## PROBLEM SET
A: Translate this sentence from the passage on Hermann Göring into Spanish: "The following year he was also appointed Economics Minister."
B: Resume the passage on Hermann Göring, starting right after its last sentence.

## SOURCE DOCUMENT
Goring helped Hitler in destroying the SA and liquidating its leader, Ernst Rohm (pictured), during the Night of the Long Knives in June 1934. Hitler repaid Goring’s loyalty by appointing him in 1935 Commander-in-Chief of the Luftwaffe, the German Air Force. The following year he was also appointed Economics Minister. Goring’s grasp of economics was questionable but, with Hitler’s prompting, he introduced the Four-Year-Plan, a more aggressive policy to prepare Germany for war.

In August 1939, a month before the outbreak of the Second World War, Göring boasted about the strength of the Luftwaffe, declaring, ‘Not a single bomb will fall on the Ruhr. If an enemy plane reaches the Ruhr, my name is not Hermann Göring, you can call me Meyer.’

Initially, Goring’s Luftwaffe enjoyed a string of successes, playing crucial roles during the Nazi invasions of Poland and France during the first year of the war. However, reverses during the Battle of Britain and on the Eastern Front, particularly the Luftwaffe’s failure to relieve stranded German troops trapped in Stalingrad, saw the decline of Goring’s influence. His Meyer boast came back to haunt him as, later in the war, the Luftwaffe failed to prevent the bombing of German cities, leaving German civilians to suffer terribly under the barrage of bombing inflicted by the Royal Air Force’s Bomber Command, most notably in Cologne, Hamburg and, in February 1945, in Dresden.

Goring and his medals

Goring enjoyed a lavish and wealthy lifestyle. He collected art, much of it stolen from Jewish collectors, adored his uniforms and loved receiving and bestowing medals. In October 1938, he proudly presented the Grand Service Cross of the Golden Eagle award to the US aviation hero, Charles Lindbergh. (In 1941, Lindbergh was to suggest to President Roosevelt that the US struck a ‘neutrality pact’ with Hitler). Goring was the only ever recipient of Germany’s highest military award for heroism, the Grand Cross to the Iron Cross, awarded on 19 July 1940 in recognition of his services with the Luftwaffe. (Days before his suicide on 30 April 1945, Hitler revoked Goring’s medal).

## DATA EXTRACT

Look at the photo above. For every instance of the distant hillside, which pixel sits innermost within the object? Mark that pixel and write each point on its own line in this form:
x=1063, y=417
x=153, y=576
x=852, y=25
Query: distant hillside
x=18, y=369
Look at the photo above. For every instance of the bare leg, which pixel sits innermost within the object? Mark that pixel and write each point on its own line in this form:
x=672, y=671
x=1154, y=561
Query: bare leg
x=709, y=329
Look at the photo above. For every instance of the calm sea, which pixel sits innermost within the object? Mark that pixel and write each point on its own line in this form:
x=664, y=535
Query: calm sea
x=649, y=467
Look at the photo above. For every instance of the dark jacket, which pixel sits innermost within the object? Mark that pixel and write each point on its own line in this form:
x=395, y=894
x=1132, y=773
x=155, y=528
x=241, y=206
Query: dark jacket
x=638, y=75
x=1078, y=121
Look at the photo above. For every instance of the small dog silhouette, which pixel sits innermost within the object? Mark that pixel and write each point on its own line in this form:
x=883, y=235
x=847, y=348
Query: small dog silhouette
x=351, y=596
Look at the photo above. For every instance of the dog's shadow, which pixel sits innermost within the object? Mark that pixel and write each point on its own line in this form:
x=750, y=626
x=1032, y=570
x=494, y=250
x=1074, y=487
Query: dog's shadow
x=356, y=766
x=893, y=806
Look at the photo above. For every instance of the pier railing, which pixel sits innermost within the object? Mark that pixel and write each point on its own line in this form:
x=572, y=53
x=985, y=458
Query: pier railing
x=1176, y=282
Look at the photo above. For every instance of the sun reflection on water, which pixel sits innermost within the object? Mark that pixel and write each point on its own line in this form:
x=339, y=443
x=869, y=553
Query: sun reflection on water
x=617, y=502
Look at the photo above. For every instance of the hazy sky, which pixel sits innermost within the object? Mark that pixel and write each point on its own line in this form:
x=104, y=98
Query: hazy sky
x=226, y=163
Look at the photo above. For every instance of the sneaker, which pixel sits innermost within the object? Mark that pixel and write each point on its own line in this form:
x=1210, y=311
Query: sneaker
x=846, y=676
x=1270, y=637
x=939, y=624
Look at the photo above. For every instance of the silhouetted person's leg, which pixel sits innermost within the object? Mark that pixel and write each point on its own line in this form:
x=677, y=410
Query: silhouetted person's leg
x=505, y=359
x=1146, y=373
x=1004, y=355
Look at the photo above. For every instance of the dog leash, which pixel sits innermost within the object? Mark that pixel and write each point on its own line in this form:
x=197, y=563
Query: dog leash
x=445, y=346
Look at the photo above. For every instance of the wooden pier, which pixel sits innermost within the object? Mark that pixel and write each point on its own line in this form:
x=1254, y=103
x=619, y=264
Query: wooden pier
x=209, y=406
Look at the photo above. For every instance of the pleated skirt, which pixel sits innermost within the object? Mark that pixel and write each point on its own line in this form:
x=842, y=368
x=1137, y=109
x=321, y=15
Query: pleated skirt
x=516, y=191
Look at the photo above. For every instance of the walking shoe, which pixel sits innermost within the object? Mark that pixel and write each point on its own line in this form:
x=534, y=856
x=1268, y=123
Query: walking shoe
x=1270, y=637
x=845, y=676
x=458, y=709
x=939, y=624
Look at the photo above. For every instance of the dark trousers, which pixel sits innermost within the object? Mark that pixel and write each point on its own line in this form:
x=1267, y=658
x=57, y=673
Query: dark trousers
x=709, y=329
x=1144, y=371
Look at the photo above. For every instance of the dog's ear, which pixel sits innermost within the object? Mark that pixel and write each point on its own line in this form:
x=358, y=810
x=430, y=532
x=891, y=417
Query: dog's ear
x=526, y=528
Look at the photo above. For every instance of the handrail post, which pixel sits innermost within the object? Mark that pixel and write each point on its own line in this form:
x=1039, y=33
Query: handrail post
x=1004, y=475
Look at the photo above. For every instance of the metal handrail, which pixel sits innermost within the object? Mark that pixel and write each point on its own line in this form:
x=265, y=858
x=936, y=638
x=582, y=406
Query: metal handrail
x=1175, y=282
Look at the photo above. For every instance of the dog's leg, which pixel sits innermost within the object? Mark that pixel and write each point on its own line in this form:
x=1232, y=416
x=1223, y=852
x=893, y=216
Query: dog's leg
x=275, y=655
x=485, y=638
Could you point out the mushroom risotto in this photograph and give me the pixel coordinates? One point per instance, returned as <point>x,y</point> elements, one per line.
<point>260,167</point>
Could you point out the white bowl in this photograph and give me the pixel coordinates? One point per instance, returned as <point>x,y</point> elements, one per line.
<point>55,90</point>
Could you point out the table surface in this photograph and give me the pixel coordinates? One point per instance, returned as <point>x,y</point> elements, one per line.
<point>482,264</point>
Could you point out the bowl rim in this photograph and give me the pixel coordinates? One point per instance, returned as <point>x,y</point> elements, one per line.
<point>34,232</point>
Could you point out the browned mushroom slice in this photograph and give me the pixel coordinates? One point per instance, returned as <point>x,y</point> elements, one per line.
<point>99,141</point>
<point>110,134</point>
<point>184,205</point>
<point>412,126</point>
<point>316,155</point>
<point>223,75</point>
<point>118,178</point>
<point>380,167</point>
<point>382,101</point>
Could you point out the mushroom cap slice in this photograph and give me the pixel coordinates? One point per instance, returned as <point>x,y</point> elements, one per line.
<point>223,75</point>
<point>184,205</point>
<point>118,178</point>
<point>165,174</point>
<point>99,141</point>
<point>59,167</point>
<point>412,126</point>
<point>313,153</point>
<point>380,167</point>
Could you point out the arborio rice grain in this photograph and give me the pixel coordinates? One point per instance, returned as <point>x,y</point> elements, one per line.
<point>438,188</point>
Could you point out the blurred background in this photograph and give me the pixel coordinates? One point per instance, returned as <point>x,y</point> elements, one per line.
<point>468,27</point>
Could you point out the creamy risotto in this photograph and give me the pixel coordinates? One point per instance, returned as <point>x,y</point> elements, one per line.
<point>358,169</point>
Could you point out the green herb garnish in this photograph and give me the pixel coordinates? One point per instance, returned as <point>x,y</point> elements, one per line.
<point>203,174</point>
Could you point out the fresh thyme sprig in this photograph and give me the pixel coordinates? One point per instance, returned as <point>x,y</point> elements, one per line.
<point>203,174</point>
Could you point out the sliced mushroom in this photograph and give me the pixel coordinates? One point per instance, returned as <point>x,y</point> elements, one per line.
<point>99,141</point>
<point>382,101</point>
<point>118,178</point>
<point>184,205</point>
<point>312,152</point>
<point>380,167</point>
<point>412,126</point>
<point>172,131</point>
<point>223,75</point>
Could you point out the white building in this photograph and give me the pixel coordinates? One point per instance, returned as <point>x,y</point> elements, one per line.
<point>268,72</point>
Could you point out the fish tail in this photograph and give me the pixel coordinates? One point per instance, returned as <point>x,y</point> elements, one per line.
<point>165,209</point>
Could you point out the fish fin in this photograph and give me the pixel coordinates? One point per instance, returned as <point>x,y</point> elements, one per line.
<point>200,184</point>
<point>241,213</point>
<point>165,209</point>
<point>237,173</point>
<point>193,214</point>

## EXPECTED RESULTS
A: Al año siguiente también fue nombrado ministro de Economía.

B:
Anti-Semitic

Although not so furiously anti-Semitic as most of his colleagues (his godfather and mother’s lover, Hermann Epenstein, was of Jewish ancestry) Goring’s role certainly accelerated Hitler’s desired destruction of Germany’s Jewish population. Following the nationwide pogrom against the Jews, Kristallnacht, on the night of 8 – 9 November 1938, Goring didn’t see why German insurance companies should have to pay out and so ordered the Jewish community to collectively pay compensation to the tune of one billion marks. (Also, the fine was seen as a form of compensation for the Jewish murder of the Parisian-based Nazi diplomat, whose assassination had provided Berlin with the pretext to stage the pogrom.)

It was Goring who, in July 1941, ordered Reinhard Heydrich to prepare a set of proposals on how to deal with the ‘Jewish Question’; an order that led, six months later, to Heydrich chairing the one-day Wannsee Conference, in which the plans for the Final Solution were officially adopted.

Downfall

In 1941, having made Goring Reichsmarschall, ‘Reich Marshal of the Greater German Reich’, Hitler named him as his deputy and successor. In the event, in his last days, Hitler declared Goring a traitor for having suggested that he take full command, and stripped him of all his decorations, titles and offices, and placed him under house arrest. In his last will and testament, dictated the day before his suicide, Hitler stripped Goring of his party membership.

Following Germany’s final defeat and surrender, Goring surrendered to the Americans. Goring was tried at the post-war Nuremberg trials charged with various accounts, including war crimes and crimes against humanity. (Picture: Goring is on the front row, far left. Seated next to him is Rudolph Hess).

After a trial lasting 218 days, during which he was finally cured of his morphine addiction, Goring was found guilty. The judgment described his guilt as ‘unique in its enormity’. He was sentenced to hang. Goring’s plea for death by firing squad, a ‘soldier’s death’, was refused and two hours before his execution he took his own life using poison that had either been smuggled into him or hidden all the while in a container of pomade. He was 53.